__DIRECTION__
Please copy the records below word for word, keeping every line the same.

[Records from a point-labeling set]
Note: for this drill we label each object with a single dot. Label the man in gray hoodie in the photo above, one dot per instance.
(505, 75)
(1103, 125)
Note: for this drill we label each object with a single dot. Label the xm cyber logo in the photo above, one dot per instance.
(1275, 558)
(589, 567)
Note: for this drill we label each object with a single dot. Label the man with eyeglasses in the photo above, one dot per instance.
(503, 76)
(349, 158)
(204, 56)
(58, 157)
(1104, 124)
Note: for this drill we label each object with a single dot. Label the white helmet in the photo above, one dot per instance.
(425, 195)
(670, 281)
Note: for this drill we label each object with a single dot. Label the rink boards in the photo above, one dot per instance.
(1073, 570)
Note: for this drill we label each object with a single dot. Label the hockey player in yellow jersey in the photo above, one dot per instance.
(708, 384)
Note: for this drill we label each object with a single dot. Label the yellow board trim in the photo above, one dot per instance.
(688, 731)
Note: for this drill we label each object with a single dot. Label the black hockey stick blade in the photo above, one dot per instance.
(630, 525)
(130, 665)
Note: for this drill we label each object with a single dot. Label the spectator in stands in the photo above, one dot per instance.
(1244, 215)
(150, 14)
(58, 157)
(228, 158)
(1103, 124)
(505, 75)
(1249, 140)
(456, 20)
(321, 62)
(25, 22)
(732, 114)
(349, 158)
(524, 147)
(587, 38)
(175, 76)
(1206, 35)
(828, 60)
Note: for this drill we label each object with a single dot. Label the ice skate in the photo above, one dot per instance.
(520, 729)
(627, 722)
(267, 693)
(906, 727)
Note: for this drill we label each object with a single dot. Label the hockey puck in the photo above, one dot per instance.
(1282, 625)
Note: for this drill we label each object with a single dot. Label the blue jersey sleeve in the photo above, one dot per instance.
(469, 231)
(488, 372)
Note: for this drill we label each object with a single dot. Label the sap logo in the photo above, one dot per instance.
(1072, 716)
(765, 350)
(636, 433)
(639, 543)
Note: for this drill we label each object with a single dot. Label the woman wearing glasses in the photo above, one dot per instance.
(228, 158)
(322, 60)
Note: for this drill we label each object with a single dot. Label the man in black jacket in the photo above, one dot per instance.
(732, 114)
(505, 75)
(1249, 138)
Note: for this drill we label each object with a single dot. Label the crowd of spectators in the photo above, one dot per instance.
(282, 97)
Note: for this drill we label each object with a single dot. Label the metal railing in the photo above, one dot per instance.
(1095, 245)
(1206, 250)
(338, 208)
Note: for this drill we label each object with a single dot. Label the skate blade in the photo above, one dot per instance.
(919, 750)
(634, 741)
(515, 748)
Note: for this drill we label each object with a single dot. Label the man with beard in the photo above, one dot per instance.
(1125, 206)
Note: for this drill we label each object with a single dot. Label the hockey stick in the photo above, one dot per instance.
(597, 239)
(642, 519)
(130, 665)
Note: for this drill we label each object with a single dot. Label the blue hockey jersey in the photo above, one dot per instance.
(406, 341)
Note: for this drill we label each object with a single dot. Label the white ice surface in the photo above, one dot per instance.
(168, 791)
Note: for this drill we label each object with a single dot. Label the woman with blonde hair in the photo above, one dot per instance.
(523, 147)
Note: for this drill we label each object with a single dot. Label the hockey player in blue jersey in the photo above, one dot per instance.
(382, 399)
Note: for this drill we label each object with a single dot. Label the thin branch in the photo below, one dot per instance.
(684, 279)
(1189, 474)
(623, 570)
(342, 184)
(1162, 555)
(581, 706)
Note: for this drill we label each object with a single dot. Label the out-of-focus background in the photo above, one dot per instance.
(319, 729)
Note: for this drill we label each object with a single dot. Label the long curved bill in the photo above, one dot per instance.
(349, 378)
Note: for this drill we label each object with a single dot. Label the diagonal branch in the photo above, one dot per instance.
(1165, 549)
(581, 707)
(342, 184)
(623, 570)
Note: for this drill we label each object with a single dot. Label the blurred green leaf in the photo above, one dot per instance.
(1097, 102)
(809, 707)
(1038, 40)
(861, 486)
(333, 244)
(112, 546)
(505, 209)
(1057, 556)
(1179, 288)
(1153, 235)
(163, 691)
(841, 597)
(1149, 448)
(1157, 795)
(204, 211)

__RESPONSE__
Note: for this drill we label each object with a single dot. Label the man in gray hoodie in the photo above, one dot per instance.
(505, 75)
(1103, 125)
Note: for this drill we label each object with a single dot. Label the xm cyber logo in the photo above, one dot per instance.
(1275, 558)
(589, 567)
Note: for this drill we label each object with a single dot. Label the man with eyeglasses in the photo above, one dot per instance.
(503, 76)
(349, 158)
(204, 56)
(58, 157)
(1104, 124)
Note: for this drill we label each object with a single dot. Label the white helmet in the photo above, one dot per instance.
(425, 195)
(670, 281)
Note: for this drill we label each object with a single dot. Label the rink boards in the photo above, one dot per instance.
(1073, 570)
Note: for this drill we label each object with a single dot. Label the hockey player in yellow jersey in the photo above, one dot per instance.
(708, 384)
Note: for this drill we label each object with a single dot. Label the yellow board trim in the photo above, one dot per instance.
(688, 731)
Note: for this drill we label each object with a single dot. Label the black hockey stick blade in the photo above, one dot per instance.
(630, 525)
(130, 665)
Note: for this drill we label each object with a single dot. Label the spectator in stands in the photo above, one dot per instance.
(1244, 215)
(150, 14)
(58, 157)
(228, 158)
(1103, 124)
(505, 75)
(1249, 140)
(456, 20)
(321, 62)
(25, 22)
(732, 114)
(349, 158)
(524, 147)
(587, 38)
(175, 76)
(1206, 35)
(828, 60)
Note: for this drill we label each object with a single dot. Label the ice skate in the photo above, one dot per instance.
(520, 729)
(627, 722)
(267, 693)
(906, 727)
Note: for this drill we label each object with a single dot. Label the hockey puck in the photo above, one dot per instance.
(1282, 625)
Note: for this drill we label each object with a single dot. Label the blue jersey sleeve in the photo above, one dot per instance.
(469, 231)
(488, 372)
Note: for this drill we label each object with a single dot. Label the sap logo in the photo above, one dot per instance.
(1072, 716)
(765, 350)
(636, 433)
(639, 543)
Note: for this drill we label each object with a single dot. Label the woman wearing glasses in the photo above, one dot per instance.
(228, 158)
(322, 60)
Note: for this drill we label each object with a single dot. Label the man in black jacket in the photo above, one dot per instance.
(732, 114)
(505, 75)
(1249, 138)
Note: for this drill we label each object with a single dot. Label the crowd of spectators in the photo above, one dot per instance.
(282, 97)
Note: for this drill we label each object with a single dot. Label the metal railing in the photo above, one dot per instance.
(1095, 245)
(1206, 250)
(338, 208)
Note: for this drill we label each object with a single dot. Label the skate blade in the photo above, one dot per instance.
(919, 750)
(634, 741)
(515, 748)
Note: for this drill we label each object with a single dot. Label the man with beard in the photo above, one dot per instance.
(1125, 206)
Note: for this drill we label each object with a single dot. Label the hockey stick in the photo above, one dot per instance.
(597, 239)
(642, 519)
(130, 665)
Note: for this drill we label each object with a single dot. Label the blue hockey jersey in the photo above, one dot per instance.
(406, 341)
Note: for this drill we label each object with a single dot. Label the white ice surface in the photo above, one dot per instance.
(168, 791)
Note: for this drill we label each object with a single dot. Label the woman with blonde hair in the photo above, one dot per instance.
(523, 147)
Note: for this drill we label each object with a single dot. Label the hockey player in blue jersey in the photo above, one dot per instance.
(382, 399)
Note: for this drill we label each object with a single dot. Label the thin branch in the photo below, one dot per instance.
(684, 279)
(1189, 474)
(623, 570)
(342, 184)
(1162, 555)
(581, 706)
Note: for this drill we label each object with a single dot. Label the out-of-focus background in the photo above, one dot per instance.
(319, 729)
Note: for this drill we label each object with a single dot. Label the long curved bill in the photo above, one dot per instance.
(349, 378)
Note: for this drill we label each object with a single dot. Label the diagonal branch in the photo above, one dot per instance.
(1165, 549)
(581, 707)
(342, 184)
(623, 570)
Note: for this drill we label each object with a single dot. Label the blurred green leaf in the photo above, one dot per instance.
(1097, 102)
(809, 707)
(1038, 40)
(861, 486)
(333, 244)
(112, 546)
(505, 209)
(1057, 556)
(1179, 288)
(1153, 235)
(163, 691)
(841, 597)
(1149, 448)
(1157, 795)
(204, 211)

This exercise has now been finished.